GIVEN PASSAGE =>
+--
Slow sales affect NGO’s efforts to raise funds and support indigenous people

Care United Society’s retail gallery in Taman Molek, Johor Baru sells handicrafts made by indigenous communities. — THOMAS YONG/The Star

CARE United Society Johor Baru is glad that its retail gallery is open once again under the conditional movement control order.

The space sells handicraft items made by the Iban and Penan from Sarawak as well as the Mah Meri of Pulau Carey, Selangor.

Founding president Datuk Florence Goh (pic) said the outlet located in Taman Molek had to be closed on Jan 13 when the movement control order was imposed and could only reopen during the second week of Chinese New Year.

Like other businesses in Johor Baru, the closure of international borders has greatly affected the shop’s sales, especially since most of their customers used to come from Singapore.

Although the society has started selling some of the items online, it currently only contributes 10% to 15% of total sales.

Care United Society was founded in August 2015, focusing on improving the educational outcomes of the underprivileged.

In 2018, it was supporting 10,000 schoolgoing children nationwide.

“The need to help the underprivileged has outstripped our current capability to raise funds, ’’ said Goh.
+--
YOUR ASSIGNMENT => In one to three sentences, explain why the news item about Care United Society's gallery says international border closures hit the shop's sales especially hard. The records that follow have no connection to the text.
+--
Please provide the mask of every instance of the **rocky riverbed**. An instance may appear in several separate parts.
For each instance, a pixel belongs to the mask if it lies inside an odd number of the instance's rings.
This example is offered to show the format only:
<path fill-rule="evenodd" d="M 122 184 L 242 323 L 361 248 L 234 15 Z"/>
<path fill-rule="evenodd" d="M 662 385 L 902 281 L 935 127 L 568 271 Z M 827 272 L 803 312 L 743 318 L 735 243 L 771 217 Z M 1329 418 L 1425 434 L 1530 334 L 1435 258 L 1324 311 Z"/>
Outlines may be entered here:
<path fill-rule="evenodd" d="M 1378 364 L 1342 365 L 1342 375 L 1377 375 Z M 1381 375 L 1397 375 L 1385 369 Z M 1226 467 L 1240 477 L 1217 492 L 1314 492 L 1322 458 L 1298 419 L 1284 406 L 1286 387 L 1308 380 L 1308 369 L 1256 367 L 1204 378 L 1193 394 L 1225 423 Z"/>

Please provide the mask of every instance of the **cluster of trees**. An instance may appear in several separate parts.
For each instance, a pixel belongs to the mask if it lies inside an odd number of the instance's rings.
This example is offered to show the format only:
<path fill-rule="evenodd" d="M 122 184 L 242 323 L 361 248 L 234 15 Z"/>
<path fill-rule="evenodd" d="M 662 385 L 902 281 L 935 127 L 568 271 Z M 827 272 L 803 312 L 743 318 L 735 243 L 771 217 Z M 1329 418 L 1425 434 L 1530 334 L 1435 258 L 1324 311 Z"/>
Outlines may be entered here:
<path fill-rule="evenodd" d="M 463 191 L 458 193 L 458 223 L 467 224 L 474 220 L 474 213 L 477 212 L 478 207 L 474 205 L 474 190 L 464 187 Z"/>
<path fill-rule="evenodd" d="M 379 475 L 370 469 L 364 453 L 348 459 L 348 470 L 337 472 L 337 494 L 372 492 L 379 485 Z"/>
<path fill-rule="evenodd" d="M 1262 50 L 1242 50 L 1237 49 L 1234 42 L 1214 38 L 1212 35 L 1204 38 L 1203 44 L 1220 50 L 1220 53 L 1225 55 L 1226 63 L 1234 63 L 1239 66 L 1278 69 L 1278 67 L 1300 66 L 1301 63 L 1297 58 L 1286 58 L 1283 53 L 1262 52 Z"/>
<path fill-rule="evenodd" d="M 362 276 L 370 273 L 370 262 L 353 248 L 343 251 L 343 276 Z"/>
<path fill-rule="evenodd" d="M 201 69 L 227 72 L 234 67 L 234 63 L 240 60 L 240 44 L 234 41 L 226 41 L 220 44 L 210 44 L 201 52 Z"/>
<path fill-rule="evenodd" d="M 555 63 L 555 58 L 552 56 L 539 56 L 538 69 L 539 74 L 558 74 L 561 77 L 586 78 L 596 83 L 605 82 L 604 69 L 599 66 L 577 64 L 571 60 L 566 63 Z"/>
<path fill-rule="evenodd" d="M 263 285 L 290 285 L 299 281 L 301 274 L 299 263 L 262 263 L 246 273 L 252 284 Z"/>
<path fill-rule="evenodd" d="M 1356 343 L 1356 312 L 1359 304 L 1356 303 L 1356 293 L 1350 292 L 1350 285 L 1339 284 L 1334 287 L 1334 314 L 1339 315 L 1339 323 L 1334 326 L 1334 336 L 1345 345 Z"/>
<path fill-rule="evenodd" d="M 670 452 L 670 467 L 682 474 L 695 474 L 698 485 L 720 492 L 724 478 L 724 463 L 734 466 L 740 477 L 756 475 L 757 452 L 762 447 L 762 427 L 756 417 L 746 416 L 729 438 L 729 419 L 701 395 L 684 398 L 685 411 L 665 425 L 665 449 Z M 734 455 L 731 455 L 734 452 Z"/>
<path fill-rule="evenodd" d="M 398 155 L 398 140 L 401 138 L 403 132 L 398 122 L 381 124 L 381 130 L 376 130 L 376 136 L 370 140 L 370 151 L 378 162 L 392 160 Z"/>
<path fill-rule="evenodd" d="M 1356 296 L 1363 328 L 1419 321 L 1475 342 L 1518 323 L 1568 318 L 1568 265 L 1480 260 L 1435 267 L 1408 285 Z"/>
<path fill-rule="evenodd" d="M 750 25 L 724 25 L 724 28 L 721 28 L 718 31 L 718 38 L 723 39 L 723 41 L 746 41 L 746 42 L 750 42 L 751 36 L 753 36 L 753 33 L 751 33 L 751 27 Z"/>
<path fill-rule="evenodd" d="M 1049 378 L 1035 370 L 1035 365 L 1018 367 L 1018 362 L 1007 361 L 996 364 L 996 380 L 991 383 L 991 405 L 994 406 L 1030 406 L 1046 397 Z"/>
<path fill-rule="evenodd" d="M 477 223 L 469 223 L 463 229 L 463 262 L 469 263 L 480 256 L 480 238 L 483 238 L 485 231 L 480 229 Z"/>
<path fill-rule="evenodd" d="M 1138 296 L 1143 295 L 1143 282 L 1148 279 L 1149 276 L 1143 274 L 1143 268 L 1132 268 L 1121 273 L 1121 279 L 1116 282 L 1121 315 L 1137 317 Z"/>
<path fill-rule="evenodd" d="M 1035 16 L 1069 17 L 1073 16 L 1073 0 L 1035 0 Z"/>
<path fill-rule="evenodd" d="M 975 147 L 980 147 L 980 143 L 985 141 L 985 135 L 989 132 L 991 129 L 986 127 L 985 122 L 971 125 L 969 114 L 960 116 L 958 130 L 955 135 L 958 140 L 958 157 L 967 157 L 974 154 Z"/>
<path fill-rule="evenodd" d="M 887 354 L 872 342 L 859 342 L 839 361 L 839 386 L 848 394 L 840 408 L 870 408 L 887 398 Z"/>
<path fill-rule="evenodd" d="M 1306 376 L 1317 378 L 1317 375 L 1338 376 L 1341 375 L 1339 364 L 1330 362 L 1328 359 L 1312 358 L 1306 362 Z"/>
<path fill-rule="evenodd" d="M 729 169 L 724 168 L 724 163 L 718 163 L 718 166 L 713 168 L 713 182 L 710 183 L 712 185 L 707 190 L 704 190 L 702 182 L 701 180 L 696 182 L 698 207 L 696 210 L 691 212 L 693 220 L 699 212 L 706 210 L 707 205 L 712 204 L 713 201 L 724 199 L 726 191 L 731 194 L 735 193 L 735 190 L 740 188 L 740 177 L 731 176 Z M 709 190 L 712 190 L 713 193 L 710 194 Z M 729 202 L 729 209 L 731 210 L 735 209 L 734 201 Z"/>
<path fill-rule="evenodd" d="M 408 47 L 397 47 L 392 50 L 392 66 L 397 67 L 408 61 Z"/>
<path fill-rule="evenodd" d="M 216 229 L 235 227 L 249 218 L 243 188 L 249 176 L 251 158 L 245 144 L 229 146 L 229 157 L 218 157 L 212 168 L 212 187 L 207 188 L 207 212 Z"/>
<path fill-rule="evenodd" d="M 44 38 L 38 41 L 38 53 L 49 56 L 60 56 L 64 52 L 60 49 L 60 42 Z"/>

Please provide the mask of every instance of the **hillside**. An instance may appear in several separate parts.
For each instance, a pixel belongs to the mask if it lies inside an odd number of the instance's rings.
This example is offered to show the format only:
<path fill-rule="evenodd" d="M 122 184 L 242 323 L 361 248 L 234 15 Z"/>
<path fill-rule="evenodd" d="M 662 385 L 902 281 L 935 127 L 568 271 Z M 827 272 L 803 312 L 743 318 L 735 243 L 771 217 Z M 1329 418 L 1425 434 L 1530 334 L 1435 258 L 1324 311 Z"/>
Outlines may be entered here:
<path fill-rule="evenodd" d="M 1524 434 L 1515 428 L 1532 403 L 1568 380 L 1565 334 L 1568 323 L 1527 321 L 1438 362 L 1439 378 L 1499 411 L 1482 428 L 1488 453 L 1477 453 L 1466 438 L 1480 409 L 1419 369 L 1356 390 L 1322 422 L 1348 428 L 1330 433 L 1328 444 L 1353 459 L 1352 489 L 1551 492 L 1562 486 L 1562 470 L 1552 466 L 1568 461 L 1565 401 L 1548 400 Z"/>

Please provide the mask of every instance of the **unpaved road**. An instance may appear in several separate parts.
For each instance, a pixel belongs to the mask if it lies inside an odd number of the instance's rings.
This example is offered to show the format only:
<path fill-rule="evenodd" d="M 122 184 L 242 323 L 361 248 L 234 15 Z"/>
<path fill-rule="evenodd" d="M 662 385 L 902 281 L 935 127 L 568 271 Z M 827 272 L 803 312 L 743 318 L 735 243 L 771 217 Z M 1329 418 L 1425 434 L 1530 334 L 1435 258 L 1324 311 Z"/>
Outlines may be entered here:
+--
ANSWER FOR THE TASK => The shop relied heavily on visitors from abroad, since most of its customers used to come from Singapore. With international borders closed, those customers could no longer reach the gallery in Taman Molek.